=== Texte à lire ===

La technologie Illumina, à titre d’exemple, combine une réaction de séquençage, une surface nanostructurée pour densifier le nombre de réactions, des circuits microfluidiques, une imagerie de la surface en fluorescence multicouleur, et l’analyse de ces images permettant de les convertir en information génétique.
On peut également noter que le récent prix Nobel pour la microscopie superrésolutive STED était… un prix Nobel de chimie ! Cette technologie ne pourrait en effet exister sans les sondes fluorescentes associées, même si c’est leur combinaison avec l’optique qui a permis d’imager des molécules uniques.
« PARLE PLUSIEURS LANGAGES »
La R & D dans le domaine des technologies pour les sciences de la vie sont extrêmement pluridisciplinaires. Pour innover dans ce domaine, il faut assembler des équipes comprenant des experts de diverses compétences. Les polytechniciens ont cette capacité de « parler plusieurs langages techniques » de par leur solide formation initiale pluridisciplinaire, d’excellent niveau et assez unique internationalement, et leur rapidité à apprendre au contact de nouveaux sujets.
“ Le polytechnicien n’est rien dans ce domaine sans un PhD au niveau international ”
Ils peuvent de ce fait devenir des éléments moteurs au sein de ces équipes, après une spécialisation dans un domaine scientifique acquise lors d’une thèse.
Pour résumer rapidement mon parcours, après un master de biochimie et un double diplôme Chimie Paris, j’ai fait une thèse en ingénierie des protéines. J’ai ensuite travaillé en R & D chez Bertin Technologies puis à l’ESPCI sur des thématiques liées à la biodétection et la microfluidique.
Je suis maintenant coresponsable du Centre d’innovation et recherche technologique de l’Institut Pasteur. J’ai participé à des équipes de R & D en tant qu’experte en biochimie, mais j’ai pu constater à quel point la compréhension de phénomènes de physique ou bien de statistiques permettait de mieux interagir avec le reste de l’équipe pour optimiser l’approche technique globale.

=== Données fournies ===

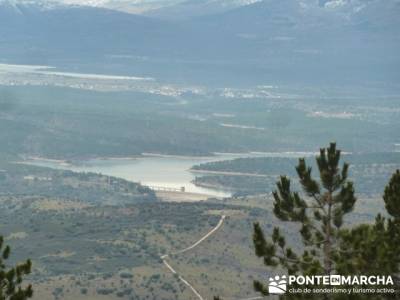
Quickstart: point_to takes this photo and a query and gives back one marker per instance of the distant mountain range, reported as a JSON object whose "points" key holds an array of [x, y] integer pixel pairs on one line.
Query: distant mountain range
{"points": [[285, 39]]}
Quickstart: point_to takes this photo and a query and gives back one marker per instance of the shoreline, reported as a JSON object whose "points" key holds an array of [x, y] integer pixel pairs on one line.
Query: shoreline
{"points": [[202, 171]]}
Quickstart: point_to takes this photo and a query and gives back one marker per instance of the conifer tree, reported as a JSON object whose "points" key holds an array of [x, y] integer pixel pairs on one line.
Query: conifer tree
{"points": [[375, 249], [319, 210], [11, 278]]}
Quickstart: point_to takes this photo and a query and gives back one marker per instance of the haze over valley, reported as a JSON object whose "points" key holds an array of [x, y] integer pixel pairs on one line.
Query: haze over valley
{"points": [[140, 140]]}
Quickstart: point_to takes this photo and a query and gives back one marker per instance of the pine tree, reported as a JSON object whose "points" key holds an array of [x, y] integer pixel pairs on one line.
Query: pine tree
{"points": [[11, 278], [365, 249], [375, 249], [319, 212]]}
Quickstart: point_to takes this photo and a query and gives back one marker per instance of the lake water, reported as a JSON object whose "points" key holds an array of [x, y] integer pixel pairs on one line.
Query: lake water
{"points": [[153, 170]]}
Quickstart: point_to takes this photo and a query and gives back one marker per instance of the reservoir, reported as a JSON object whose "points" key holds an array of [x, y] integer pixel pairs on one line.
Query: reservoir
{"points": [[163, 171]]}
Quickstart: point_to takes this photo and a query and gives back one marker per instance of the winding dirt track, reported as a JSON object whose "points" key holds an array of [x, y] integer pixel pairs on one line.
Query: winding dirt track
{"points": [[187, 283], [173, 271]]}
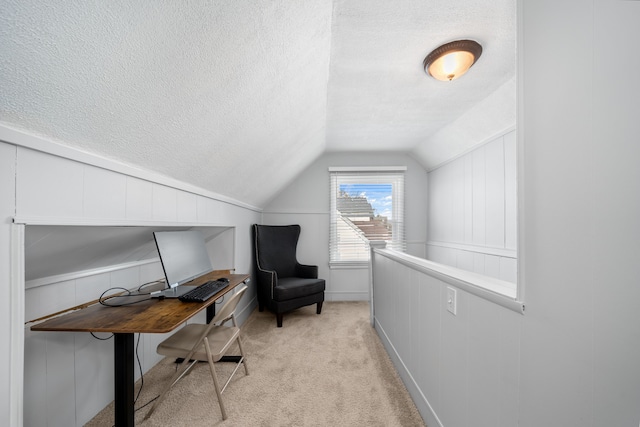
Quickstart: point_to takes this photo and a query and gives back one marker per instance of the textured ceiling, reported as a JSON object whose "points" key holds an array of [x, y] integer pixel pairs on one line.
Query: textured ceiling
{"points": [[238, 97]]}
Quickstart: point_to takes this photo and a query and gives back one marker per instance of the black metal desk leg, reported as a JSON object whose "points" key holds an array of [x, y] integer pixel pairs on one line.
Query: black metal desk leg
{"points": [[124, 380]]}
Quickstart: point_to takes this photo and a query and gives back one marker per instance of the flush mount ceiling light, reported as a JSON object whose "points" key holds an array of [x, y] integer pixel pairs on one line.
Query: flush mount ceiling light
{"points": [[451, 60]]}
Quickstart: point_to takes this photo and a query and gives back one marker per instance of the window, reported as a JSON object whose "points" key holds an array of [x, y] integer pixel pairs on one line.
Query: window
{"points": [[367, 203]]}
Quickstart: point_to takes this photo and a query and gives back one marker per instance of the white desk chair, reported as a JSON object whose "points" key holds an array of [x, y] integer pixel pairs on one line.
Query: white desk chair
{"points": [[207, 343]]}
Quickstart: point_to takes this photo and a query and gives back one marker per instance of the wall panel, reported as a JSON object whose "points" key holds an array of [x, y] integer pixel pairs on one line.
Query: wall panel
{"points": [[461, 369], [104, 193], [473, 210]]}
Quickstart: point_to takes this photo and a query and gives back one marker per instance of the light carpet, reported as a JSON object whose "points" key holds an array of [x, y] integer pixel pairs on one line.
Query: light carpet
{"points": [[317, 370]]}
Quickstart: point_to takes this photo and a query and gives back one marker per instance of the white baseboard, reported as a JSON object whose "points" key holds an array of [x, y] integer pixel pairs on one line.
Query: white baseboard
{"points": [[424, 407]]}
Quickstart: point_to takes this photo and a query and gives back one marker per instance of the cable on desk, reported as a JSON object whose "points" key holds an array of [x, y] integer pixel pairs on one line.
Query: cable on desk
{"points": [[127, 293]]}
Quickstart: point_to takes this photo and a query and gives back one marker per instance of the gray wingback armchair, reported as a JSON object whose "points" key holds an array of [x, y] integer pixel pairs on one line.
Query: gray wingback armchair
{"points": [[283, 283]]}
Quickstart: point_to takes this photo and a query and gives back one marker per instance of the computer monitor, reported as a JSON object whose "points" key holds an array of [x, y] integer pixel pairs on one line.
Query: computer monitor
{"points": [[183, 255]]}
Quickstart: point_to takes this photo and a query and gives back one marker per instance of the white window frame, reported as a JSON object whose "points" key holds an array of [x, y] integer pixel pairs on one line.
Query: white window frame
{"points": [[394, 175]]}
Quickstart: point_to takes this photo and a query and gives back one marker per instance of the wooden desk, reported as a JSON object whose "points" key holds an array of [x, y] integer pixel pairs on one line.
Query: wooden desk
{"points": [[153, 316]]}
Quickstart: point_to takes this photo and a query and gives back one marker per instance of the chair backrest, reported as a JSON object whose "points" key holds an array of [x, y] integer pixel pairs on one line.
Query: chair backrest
{"points": [[275, 247], [229, 307]]}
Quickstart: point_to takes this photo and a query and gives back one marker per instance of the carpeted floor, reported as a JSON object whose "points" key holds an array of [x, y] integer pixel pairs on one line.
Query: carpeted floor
{"points": [[326, 370]]}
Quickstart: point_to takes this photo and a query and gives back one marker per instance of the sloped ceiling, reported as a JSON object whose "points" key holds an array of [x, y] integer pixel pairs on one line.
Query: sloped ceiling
{"points": [[200, 90]]}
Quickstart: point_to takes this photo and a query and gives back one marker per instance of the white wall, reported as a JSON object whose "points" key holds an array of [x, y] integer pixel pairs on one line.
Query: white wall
{"points": [[473, 210], [461, 370], [7, 209], [581, 213], [69, 376], [571, 360], [306, 202]]}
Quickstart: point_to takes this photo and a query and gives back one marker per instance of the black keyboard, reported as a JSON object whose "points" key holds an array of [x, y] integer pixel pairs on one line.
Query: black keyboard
{"points": [[203, 292]]}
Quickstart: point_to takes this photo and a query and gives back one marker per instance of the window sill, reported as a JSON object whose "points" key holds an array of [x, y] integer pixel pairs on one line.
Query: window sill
{"points": [[348, 265]]}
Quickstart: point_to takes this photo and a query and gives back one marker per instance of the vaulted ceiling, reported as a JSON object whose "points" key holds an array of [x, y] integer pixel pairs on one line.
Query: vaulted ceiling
{"points": [[195, 90]]}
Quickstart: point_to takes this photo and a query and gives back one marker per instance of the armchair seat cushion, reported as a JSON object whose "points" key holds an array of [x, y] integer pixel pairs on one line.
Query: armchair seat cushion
{"points": [[295, 287]]}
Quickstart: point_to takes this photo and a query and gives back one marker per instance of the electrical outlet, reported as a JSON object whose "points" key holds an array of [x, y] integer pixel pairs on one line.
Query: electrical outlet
{"points": [[451, 300]]}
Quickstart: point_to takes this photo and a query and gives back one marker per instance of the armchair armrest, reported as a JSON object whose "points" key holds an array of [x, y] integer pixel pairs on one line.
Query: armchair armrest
{"points": [[307, 271]]}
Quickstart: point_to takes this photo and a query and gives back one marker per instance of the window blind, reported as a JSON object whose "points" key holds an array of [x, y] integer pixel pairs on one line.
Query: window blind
{"points": [[366, 204]]}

===

--- À faire ---
• a. Répondez aux questions suivantes d'après le texte, sur une ligne chacune.
(i) Dans quelle discipline le prix Nobel récompensant la microscopie superrésolutive STED a-t-il été décerné ?
(ii) À quels deux facteurs le texte attribue-t-il la capacité des polytechniciens à « parler plusieurs langages techniques » ?
(iii) Quelle fonction la personne qui écrit occupe-t-elle maintenant ?
• b. Recopiez sans modification tout le passage du texte, de « La technologie Illumina, à » jusqu'à « en information génétique. » inclus.

--- Réponses ---
• a.
(i) En chimie.
(ii) À leur solide formation initiale pluridisciplinaire et à leur rapidité à apprendre au contact de nouveaux sujets.
(iii) Coresponsable du Centre d'innovation et recherche technologique de l'Institut Pasteur.

• b.
La technologie Illumina, à titre d’exemple, combine une réaction de séquençage, une surface nanostructurée pour densifier le nombre de réactions, des circuits microfluidiques, une imagerie de la surface en fluorescence multicouleur, et l’analyse de ces images permettant de les convertir en information génétique.